### TEXT TO READ
Summarizes a DataFrame based on the provided rules and context.

This function dynamically detects the appropriate engine to use for summarization based on the type of the input DataFrame. It delegates the summarization process to the corresponding engine module.

Parameters:

Name	Type	Description	Default
`df`		The input DataFrame to be summarized. The type of the DataFrame determines the engine used for summarization.	required
`rules`	`list[dict]`	A list of dictionaries defining the summarization rules. Each dictionary specifies the operations or transformations to be applied.	required
`**context`		Additional context parameters required by specific engines. Common parameters include: - conn: A database connection object (used by certain engines like DuckDB). - total_rows: The total number of rows in the DataFrame (optional).	`{}`

Returns:

Type	Description
	The summarized DataFrame as processed by the appropriate engine.

Raises:

Type	Description
`TypeError`	If the type of the input DataFrame is unsupported.

Notes

The function uses the __detect_engine method to determine the engine name based on the input DataFrame.
Supported engines are dynamically imported from the sumeh.engine package.
The "duckdb_engine" case requires a database connection (conn) to be passed in the context.

Example

summarized_df = summarize(df, rules=[{"operation": "sum", "column": "sales"}], conn=my_conn)

Source code in sumeh/core.py

def summarize(df, rules: list[dict], **context):
    """
    Summarizes a DataFrame based on the provided rules and context.

    This function dynamically detects the appropriate engine to use for summarization
    based on the type of the input DataFrame. It delegates the summarization process
    to the corresponding engine module.

    Args:
        df: The input DataFrame to be summarized. The type of the DataFrame determines
            the engine used for summarization.
        rules (list[dict]): A list of dictionaries defining the summarization rules.
            Each dictionary specifies the operations or transformations to be applied.
        **context: Additional context parameters required by specific engines. Common
            parameters include:
            - conn: A database connection object (used by certain engines like DuckDB).
            - total_rows: The total number of rows in the DataFrame (optional).

    Returns:
        The summarized DataFrame as processed by the appropriate engine.

### DIRECTIVE A
In the summarize documentation, which exception is raised when the input DataFrame is of an unsupported type?
### DIRECTIVE B
Quote the summarize documentation from "Supported engines are" to "in the context.", inclusive.
### DIRECTIVE C
Rewrite the paragraph of the summarize documentation that begins "This function dynamically detects" in a single shorter sentence that keeps its main facts.
The entries have no connection to the summarize documentation.

### DATASET EXTRACT
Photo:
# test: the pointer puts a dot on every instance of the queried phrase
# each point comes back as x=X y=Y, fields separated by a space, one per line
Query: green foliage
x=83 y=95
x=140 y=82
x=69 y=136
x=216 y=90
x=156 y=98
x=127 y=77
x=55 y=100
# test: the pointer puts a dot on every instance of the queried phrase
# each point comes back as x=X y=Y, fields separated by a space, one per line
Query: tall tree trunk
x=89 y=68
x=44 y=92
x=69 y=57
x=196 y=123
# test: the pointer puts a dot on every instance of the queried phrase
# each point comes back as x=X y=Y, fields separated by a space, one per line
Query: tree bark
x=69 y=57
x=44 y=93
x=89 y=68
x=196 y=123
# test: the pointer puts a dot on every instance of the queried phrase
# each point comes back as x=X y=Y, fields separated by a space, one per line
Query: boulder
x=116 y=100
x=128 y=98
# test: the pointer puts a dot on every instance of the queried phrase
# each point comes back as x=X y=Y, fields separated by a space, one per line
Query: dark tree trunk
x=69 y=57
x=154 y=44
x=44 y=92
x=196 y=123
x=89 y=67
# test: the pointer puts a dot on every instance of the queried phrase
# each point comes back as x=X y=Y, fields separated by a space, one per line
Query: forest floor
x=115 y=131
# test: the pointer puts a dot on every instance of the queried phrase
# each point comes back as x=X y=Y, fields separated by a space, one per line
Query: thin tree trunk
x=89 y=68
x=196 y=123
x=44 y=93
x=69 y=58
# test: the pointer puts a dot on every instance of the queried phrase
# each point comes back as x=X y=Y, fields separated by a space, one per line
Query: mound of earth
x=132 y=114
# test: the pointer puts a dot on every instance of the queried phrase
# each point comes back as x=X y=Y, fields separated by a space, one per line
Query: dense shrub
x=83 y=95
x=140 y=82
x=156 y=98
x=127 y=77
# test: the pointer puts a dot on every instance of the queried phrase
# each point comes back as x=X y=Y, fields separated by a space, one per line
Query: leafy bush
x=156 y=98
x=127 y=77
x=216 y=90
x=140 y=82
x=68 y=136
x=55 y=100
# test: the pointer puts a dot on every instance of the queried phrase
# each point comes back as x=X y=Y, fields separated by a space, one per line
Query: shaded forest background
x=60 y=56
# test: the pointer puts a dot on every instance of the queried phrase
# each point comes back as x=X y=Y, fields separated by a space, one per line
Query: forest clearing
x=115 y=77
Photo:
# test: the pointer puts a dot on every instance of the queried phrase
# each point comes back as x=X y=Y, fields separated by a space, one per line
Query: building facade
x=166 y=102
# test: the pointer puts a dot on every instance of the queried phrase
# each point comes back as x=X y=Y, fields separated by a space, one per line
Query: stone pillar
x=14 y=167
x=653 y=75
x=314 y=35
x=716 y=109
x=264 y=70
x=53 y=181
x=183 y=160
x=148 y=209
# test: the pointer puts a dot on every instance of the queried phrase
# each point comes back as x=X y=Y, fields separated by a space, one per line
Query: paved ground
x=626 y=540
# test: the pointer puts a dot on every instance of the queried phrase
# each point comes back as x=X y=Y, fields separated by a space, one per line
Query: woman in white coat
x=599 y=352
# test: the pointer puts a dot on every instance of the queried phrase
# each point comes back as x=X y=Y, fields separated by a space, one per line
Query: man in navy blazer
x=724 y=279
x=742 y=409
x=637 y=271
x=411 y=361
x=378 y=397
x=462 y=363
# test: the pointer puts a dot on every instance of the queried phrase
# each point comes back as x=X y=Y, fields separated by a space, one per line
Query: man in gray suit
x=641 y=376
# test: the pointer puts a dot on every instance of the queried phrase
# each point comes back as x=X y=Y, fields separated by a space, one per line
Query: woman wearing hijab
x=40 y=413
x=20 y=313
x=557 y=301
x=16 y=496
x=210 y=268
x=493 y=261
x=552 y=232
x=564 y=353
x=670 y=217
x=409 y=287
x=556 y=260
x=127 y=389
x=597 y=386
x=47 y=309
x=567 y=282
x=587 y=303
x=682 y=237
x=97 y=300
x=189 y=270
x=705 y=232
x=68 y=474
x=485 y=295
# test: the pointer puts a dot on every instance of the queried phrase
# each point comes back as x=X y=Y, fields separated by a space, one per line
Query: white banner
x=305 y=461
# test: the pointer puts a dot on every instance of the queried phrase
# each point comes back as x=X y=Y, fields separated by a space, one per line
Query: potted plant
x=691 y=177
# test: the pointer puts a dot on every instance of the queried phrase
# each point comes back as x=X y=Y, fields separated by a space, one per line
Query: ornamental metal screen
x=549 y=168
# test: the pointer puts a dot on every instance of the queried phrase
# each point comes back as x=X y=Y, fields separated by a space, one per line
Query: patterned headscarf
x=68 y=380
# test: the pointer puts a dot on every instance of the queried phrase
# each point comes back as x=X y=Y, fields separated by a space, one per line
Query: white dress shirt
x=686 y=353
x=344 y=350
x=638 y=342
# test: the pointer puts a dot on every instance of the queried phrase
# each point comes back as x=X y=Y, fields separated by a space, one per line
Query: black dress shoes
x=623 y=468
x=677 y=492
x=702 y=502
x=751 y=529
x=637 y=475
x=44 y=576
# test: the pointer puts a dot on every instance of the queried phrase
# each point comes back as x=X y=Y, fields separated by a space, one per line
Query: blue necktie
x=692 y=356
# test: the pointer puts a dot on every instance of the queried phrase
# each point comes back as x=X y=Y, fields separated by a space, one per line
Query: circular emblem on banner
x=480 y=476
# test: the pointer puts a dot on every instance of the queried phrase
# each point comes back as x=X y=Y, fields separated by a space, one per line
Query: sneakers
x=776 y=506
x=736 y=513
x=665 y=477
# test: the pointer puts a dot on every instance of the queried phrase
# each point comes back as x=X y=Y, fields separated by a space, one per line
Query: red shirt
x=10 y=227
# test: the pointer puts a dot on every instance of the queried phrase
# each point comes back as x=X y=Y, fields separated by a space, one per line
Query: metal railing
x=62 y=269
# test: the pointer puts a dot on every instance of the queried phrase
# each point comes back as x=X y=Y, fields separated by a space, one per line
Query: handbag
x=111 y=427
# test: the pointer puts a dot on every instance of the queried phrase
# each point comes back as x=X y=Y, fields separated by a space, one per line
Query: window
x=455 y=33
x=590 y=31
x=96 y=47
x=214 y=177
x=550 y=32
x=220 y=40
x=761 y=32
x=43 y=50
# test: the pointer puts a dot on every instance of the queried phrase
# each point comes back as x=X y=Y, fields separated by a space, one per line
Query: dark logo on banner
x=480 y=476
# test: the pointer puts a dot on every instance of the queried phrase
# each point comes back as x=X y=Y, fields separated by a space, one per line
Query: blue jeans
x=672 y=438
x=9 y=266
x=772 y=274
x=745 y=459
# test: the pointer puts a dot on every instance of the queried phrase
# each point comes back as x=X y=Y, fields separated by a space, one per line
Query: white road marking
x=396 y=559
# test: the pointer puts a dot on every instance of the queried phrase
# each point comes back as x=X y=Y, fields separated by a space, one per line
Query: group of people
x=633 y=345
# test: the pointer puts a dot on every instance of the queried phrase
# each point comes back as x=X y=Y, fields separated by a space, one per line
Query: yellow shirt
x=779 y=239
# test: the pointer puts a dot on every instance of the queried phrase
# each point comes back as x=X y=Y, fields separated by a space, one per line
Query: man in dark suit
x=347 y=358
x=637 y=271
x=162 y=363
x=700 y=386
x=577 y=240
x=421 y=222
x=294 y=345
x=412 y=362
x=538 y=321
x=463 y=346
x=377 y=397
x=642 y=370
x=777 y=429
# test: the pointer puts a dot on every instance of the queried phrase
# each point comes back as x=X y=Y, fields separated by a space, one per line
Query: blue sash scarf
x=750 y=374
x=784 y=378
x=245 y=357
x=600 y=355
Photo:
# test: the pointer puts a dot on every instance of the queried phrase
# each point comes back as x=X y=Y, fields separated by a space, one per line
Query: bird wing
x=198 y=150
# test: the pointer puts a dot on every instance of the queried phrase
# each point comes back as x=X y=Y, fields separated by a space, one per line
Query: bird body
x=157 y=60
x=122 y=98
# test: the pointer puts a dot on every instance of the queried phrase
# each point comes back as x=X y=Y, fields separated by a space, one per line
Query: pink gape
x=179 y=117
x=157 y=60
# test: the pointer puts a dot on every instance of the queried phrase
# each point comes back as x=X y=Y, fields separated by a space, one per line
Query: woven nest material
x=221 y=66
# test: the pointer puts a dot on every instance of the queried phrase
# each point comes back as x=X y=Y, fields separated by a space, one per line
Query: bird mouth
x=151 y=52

### WORKED SOLUTION A
TypeError

### WORKED SOLUTION B
Supported engines are dynamically imported from the sumeh.engine package.
The "duckdb_engine" case requires a database connection (conn) to be passed in the context.

### WORKED SOLUTION C
The function picks a summarization engine based on the input DataFrame's type and hands the work to that engine's module.